Task objective -
In the data below, find the line containing "What to find: backpack", then set down that line and every later line up to and including the line containing "What to find: sneaker", exactly.

Exercise inputs -

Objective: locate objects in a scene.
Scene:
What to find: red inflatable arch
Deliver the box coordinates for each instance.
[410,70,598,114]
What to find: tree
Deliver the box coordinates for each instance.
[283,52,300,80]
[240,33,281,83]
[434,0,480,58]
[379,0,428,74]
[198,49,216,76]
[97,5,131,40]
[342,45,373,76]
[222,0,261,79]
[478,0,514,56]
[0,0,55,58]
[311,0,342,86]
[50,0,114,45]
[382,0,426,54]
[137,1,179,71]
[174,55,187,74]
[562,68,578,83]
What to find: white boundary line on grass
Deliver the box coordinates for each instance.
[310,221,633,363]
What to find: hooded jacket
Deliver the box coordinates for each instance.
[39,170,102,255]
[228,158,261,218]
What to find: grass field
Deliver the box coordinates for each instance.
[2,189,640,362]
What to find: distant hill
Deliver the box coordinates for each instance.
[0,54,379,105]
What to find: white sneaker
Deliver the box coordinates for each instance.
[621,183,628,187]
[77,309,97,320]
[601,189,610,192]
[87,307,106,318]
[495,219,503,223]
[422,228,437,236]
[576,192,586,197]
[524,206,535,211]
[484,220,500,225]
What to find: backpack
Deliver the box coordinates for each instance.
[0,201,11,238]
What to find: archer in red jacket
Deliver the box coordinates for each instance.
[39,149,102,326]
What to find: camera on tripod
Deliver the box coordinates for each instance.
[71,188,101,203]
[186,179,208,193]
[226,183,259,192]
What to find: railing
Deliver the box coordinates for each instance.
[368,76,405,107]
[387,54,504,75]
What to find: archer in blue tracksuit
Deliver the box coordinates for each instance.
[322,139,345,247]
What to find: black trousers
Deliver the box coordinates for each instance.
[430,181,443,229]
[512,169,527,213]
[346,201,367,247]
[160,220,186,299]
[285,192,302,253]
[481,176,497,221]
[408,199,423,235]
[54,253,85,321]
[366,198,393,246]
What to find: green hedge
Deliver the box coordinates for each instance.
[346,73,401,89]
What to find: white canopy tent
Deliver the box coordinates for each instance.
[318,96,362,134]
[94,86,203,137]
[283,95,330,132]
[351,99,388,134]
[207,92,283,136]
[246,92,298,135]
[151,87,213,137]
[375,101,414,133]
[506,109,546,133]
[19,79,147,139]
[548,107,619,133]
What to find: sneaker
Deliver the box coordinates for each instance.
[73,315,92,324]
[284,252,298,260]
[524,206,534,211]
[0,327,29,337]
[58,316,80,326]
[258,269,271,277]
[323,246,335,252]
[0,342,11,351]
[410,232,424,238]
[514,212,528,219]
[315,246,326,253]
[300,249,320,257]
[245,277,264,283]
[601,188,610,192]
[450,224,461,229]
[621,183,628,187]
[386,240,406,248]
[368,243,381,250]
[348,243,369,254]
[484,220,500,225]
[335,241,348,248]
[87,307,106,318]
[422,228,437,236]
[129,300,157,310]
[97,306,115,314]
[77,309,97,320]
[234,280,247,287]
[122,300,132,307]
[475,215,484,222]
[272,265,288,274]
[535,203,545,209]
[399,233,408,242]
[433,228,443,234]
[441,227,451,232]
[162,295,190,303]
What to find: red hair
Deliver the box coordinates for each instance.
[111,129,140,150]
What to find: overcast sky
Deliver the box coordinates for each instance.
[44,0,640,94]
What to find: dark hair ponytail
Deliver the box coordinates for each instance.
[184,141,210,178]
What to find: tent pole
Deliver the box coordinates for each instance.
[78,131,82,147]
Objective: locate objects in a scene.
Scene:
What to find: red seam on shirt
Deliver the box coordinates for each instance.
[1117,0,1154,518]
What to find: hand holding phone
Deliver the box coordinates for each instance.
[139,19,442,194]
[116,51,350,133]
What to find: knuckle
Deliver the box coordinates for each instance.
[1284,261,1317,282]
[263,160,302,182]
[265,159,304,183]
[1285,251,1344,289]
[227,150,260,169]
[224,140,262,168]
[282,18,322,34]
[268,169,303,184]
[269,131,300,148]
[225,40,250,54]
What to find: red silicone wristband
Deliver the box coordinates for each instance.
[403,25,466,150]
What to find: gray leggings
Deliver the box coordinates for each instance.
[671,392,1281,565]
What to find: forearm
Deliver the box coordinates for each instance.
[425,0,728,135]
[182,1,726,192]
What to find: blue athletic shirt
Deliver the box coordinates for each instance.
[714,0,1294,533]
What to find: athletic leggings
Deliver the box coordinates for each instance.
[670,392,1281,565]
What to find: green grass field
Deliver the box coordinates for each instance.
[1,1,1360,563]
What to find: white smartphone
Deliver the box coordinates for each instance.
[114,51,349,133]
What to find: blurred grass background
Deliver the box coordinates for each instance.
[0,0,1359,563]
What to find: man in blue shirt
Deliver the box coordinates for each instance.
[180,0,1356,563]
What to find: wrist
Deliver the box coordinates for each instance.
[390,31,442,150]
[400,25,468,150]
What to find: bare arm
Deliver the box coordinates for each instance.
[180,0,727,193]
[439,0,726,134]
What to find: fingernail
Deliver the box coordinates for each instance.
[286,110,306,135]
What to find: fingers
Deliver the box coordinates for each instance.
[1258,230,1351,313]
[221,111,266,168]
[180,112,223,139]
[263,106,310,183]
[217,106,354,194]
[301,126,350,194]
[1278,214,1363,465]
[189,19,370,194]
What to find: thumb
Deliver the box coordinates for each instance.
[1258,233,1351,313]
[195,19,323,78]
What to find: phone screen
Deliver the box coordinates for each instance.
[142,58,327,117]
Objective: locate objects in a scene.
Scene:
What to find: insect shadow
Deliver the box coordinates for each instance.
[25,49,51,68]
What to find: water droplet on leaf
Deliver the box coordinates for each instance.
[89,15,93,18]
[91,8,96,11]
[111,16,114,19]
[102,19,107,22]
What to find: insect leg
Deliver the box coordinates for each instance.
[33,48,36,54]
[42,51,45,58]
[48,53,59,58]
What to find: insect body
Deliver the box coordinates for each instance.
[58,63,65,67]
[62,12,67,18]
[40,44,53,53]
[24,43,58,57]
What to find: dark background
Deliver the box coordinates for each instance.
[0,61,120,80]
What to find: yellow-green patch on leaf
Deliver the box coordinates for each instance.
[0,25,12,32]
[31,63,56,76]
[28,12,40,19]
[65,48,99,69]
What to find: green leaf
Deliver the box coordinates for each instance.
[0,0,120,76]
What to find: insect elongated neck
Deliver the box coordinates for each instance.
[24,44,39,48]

Response for this exercise -
What to find: backpack
Deliver the box coordinates for each instance.
[0,201,11,238]
What to find: archer in red jacket
Deliver the box coordinates for each instance.
[39,149,102,326]
What to find: camera on tripod
Deliver the box coordinates for each instance.
[71,188,101,203]
[186,179,208,193]
[226,183,259,192]
What to find: railing
Deliver the box coordinates for each instance.
[368,76,405,107]
[387,54,504,75]
What to find: archer in blue tracksuit
Deliver the box coordinates for each instance.
[322,139,345,247]
What to find: black trousers
Deliver the box coordinates for each instance.
[430,181,443,229]
[512,169,527,213]
[346,201,367,247]
[160,220,186,299]
[285,192,302,253]
[481,176,497,221]
[408,199,423,235]
[54,253,85,321]
[366,198,393,246]
What to find: green hedge
Deliver the box coordinates for each instance.
[346,73,401,89]
What to find: white canopy tent
Deliver the box coordinates for each instance.
[318,96,362,134]
[94,86,203,137]
[283,95,330,132]
[351,99,388,134]
[207,92,283,136]
[246,92,298,135]
[151,87,213,137]
[375,101,414,133]
[506,109,546,133]
[19,79,147,139]
[548,107,619,133]
What to find: sneaker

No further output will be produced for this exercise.